SOURCE TEXT:
--*--
Cluster config explained
Every simulation in LLMServingSim is driven by one JSON file: a cluster config. It captures the entire hardware topology, how many nodes, how many instances per node, what GPU each instance runs on, how memory is laid out, and how the model is parallelized.
Once you understand this file, every example in this section is a small variation on the same shape.
The minimum viable config
This is configs/cluster/single_node_single_instance.json: the
smallest config that runs:
{
"num_nodes": 1,
"link_bw": 16,
"link_latency": 20000,
"nodes": [
{
"num_instances": 1,
"cpu_mem": {
"mem_size": 512,
"mem_bw": 256,
"mem_latency": 0
},
"instances": [
{
"model_name": "meta-llama/Llama-3.1-8B",
"hardware": "RTXPRO6000",
"npu_mem": {
"mem_size": 96,
"mem_bw": 1597,
"mem_latency": 0
},
"num_npus": 1,
"tp_size": 1,
"pd_type": null
}
]
}
]
}
That's: one node, one instance, running Llama-3.1-8B on one RTXPRO6000 GPU with TP=1 (no parallelism).
The file has three nested levels. We'll walk through them top-down.
--*--
[Dataset entries]
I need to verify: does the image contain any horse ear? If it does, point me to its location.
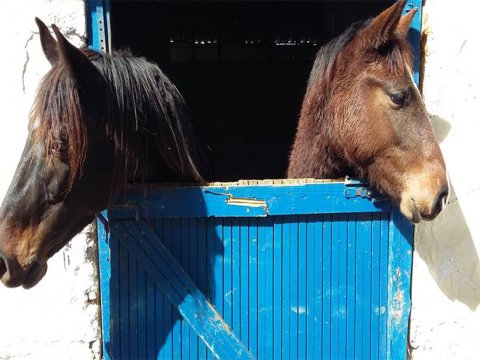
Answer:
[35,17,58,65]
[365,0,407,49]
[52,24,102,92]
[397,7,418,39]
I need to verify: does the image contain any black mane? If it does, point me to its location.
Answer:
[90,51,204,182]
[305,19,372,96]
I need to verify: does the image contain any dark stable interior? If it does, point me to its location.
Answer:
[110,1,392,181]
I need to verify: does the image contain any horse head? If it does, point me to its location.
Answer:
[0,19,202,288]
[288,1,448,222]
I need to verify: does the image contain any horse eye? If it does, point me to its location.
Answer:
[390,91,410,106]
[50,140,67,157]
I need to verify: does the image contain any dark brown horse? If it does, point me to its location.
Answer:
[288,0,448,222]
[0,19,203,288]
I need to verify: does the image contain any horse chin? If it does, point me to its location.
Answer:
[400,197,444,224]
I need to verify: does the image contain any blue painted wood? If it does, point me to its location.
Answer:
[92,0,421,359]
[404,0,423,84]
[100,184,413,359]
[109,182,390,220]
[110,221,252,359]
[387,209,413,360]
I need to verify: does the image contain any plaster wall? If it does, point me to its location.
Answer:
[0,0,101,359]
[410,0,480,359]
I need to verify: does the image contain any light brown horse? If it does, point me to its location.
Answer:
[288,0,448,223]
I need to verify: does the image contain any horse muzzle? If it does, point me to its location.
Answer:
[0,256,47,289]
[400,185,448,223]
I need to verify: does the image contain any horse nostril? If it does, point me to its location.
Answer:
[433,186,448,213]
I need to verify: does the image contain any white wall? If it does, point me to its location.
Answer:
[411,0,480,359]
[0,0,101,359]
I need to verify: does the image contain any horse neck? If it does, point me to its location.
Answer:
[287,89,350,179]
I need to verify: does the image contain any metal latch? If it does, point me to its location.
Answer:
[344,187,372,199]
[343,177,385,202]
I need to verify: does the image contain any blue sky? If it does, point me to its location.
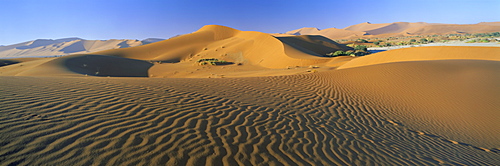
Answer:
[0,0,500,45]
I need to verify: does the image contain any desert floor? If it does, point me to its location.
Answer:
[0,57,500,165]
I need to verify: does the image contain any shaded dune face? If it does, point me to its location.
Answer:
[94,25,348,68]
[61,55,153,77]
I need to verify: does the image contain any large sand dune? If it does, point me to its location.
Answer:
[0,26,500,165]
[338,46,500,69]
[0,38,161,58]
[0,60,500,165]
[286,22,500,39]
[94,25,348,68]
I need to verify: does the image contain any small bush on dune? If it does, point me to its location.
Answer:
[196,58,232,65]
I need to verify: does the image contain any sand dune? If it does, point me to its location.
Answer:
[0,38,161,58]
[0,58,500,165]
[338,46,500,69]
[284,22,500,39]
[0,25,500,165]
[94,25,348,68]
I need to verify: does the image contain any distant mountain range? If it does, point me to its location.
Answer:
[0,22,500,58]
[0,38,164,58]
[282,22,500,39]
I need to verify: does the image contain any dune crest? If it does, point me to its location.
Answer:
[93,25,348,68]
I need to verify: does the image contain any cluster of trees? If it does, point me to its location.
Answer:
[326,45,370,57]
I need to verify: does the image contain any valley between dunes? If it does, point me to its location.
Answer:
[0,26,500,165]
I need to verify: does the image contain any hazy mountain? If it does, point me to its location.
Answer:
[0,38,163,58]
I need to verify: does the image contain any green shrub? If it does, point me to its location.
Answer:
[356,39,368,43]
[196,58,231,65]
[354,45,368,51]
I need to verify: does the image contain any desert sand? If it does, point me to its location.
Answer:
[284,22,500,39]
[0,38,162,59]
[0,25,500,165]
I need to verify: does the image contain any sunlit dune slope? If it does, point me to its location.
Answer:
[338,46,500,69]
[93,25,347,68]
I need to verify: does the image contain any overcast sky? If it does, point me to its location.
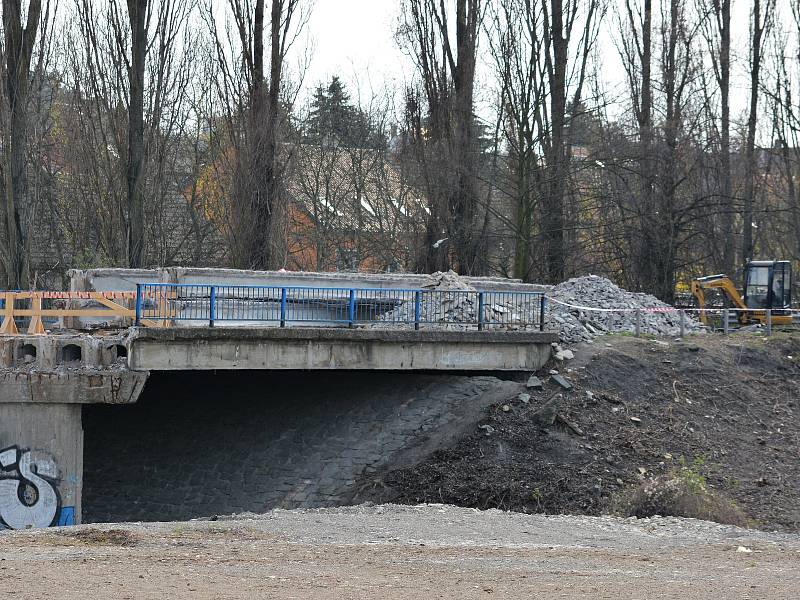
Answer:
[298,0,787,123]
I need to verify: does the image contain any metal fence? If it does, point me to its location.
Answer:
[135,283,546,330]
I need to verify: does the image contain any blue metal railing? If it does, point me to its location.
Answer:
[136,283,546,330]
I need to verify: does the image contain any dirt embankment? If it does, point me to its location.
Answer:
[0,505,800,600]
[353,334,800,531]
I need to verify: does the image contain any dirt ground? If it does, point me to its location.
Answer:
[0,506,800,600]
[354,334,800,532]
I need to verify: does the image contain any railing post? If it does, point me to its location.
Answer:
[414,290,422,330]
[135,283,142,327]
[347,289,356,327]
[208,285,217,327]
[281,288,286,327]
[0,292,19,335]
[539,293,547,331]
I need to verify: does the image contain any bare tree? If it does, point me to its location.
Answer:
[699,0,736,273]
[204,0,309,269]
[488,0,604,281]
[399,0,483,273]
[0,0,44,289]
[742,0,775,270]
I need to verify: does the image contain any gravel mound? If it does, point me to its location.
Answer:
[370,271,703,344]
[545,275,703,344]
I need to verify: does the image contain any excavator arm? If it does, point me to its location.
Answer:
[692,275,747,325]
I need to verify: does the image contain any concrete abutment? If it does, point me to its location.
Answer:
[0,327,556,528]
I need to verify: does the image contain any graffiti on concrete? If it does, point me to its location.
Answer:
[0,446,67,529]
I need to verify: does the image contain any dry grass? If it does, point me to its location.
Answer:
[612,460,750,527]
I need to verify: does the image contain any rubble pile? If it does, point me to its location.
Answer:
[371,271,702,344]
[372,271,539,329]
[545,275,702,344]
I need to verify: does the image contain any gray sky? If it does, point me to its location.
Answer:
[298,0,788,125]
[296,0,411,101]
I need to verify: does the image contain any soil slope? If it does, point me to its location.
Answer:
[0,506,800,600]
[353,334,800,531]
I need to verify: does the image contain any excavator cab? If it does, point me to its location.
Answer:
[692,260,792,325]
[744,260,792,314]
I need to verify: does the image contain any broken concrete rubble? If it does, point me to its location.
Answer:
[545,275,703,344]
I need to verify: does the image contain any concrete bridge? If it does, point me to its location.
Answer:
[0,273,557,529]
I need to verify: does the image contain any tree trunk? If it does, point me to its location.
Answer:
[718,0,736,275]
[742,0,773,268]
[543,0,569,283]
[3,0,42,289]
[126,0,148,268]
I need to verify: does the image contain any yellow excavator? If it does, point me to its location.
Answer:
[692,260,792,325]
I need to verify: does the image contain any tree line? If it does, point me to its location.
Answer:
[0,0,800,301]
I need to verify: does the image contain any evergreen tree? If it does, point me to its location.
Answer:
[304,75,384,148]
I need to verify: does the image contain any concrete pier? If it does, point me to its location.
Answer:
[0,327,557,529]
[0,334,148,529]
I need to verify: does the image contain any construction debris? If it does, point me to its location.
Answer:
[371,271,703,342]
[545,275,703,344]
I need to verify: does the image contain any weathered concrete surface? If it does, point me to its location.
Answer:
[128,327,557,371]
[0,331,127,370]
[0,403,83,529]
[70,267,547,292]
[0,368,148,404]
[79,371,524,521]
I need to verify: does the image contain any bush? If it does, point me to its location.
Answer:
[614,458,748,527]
--*--
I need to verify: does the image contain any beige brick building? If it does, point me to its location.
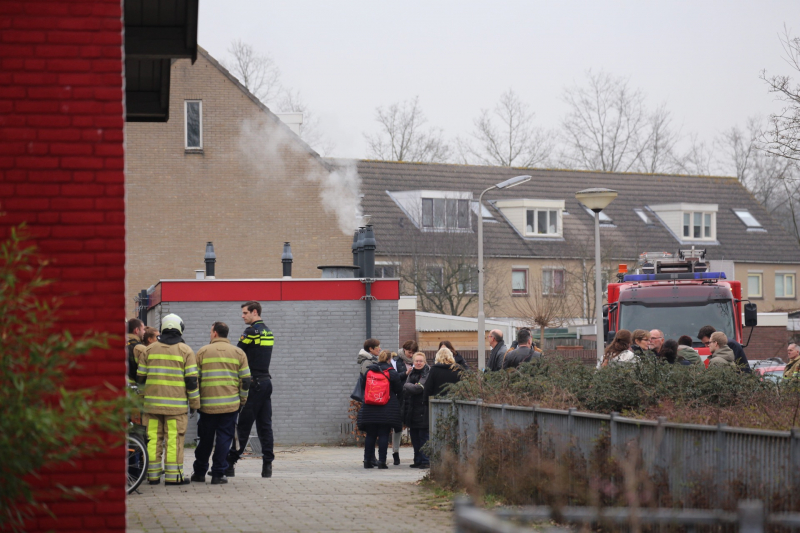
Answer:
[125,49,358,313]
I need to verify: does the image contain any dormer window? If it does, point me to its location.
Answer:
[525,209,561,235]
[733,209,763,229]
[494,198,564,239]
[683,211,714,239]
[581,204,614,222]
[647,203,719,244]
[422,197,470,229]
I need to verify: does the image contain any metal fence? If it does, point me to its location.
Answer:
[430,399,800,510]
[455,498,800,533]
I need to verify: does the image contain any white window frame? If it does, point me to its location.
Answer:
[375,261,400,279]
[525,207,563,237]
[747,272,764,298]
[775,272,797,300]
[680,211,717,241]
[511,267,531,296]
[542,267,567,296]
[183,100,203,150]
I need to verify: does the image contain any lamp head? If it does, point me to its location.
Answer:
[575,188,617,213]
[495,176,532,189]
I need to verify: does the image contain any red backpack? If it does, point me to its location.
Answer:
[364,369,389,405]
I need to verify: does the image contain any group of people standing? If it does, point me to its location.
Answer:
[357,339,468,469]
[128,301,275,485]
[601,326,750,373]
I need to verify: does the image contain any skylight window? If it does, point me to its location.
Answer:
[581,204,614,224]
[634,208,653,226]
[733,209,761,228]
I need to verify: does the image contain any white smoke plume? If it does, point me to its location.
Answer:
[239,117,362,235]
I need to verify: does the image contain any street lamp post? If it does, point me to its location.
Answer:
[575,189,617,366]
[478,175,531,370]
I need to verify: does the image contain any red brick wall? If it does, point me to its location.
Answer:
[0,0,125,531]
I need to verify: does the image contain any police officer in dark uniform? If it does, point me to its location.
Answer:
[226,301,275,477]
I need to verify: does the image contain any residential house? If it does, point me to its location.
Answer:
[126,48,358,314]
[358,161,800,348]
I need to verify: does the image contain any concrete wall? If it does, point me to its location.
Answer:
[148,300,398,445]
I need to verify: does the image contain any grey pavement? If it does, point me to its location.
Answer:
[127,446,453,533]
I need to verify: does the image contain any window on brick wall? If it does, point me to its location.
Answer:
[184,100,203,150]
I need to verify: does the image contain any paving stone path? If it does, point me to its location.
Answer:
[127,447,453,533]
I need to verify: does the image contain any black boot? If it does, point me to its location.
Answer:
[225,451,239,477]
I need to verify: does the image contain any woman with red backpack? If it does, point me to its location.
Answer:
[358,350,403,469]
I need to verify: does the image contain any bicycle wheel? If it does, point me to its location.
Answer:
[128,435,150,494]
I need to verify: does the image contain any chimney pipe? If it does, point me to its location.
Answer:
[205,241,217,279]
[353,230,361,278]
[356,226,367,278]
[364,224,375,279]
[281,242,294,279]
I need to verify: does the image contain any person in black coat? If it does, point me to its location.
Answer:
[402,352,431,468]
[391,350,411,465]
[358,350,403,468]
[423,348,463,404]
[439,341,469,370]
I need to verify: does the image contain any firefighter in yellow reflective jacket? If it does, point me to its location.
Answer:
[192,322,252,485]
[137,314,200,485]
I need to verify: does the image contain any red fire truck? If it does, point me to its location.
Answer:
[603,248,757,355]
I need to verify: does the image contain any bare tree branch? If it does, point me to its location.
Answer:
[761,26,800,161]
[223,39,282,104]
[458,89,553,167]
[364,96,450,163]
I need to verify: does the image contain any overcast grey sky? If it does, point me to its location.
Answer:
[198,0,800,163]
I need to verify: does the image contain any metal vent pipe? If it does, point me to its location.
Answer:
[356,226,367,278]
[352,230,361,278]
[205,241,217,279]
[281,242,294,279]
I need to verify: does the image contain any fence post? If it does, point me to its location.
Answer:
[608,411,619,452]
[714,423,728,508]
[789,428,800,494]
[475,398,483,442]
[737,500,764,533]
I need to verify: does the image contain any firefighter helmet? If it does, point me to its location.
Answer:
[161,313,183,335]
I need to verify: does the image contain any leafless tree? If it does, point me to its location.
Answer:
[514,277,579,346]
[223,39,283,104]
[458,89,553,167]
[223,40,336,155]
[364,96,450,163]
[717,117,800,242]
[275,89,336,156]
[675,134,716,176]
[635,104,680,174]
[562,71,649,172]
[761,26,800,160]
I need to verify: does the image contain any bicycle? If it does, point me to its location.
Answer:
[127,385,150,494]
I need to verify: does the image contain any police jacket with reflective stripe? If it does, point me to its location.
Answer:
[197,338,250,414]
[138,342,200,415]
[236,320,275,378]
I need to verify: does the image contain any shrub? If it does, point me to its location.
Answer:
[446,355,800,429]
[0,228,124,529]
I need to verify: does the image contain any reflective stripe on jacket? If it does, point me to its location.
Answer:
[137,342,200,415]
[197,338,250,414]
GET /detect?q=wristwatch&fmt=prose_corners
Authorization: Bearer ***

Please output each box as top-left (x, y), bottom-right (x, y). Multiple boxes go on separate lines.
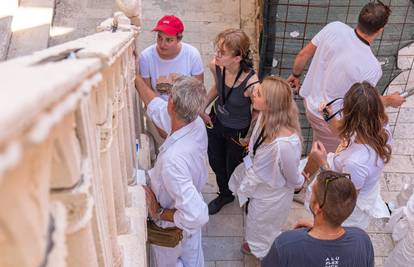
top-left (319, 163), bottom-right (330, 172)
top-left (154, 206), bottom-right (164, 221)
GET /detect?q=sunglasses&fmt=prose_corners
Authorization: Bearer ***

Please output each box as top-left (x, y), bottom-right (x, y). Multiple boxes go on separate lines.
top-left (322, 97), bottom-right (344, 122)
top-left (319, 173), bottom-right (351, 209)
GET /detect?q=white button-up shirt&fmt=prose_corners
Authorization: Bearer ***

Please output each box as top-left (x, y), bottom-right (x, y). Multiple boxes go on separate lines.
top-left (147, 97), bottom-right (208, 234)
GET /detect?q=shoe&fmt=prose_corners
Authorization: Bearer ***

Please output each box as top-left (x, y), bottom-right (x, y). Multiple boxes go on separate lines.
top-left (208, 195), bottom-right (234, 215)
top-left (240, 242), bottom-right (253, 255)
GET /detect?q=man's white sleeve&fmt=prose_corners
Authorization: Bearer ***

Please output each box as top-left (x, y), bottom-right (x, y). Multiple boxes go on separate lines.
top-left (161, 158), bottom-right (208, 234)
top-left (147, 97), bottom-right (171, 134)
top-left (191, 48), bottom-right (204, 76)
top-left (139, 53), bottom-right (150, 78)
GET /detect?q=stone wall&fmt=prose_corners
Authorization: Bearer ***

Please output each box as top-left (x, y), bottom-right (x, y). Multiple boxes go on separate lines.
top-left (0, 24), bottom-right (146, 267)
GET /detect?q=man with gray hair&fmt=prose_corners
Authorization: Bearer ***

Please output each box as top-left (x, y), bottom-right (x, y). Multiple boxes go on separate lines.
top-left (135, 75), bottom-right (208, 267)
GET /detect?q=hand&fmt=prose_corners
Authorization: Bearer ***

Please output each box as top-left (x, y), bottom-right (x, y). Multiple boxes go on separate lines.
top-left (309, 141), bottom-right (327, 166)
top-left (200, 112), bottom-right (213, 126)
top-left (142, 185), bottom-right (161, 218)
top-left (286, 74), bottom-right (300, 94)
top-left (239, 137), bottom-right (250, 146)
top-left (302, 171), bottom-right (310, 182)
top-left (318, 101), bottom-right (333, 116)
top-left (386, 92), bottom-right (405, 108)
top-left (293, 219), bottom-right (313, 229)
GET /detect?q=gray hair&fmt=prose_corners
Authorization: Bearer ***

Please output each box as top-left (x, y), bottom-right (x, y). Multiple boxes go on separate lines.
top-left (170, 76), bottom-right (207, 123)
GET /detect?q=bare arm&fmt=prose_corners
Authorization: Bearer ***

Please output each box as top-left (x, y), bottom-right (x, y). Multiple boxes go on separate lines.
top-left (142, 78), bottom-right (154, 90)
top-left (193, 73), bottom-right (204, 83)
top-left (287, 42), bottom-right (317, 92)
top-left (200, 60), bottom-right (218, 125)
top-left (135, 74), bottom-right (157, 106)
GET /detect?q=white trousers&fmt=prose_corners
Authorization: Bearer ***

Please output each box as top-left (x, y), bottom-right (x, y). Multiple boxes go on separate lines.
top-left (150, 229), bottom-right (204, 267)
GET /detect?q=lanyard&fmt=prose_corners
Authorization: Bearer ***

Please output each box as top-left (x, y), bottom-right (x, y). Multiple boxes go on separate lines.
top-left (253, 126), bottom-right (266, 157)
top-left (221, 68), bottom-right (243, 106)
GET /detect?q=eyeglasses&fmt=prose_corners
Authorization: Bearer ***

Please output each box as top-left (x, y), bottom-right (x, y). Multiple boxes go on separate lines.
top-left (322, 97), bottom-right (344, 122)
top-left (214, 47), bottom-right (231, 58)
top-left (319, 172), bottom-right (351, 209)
--*--
INSTRUCTIONS:
1. Please write out the part of the cluster config text starting at "Cluster config explained" and ending at "the same shape.".
2. In the cluster config text, which GPU does the smallest runnable config use?
The records aren't needed for anything here.

TASK-BY-TASK OUTPUTS:
1.
Cluster config explained
Every simulation in LLMServingSim is driven by one JSON file: a cluster config. It captures the entire hardware topology, how many nodes, how many instances per node, what GPU each instance runs on, how memory is laid out, and how the model is parallelized.
Once you understand this file, every example in this section is a small variation on the same shape.

2. One RTXPRO6000 GPU.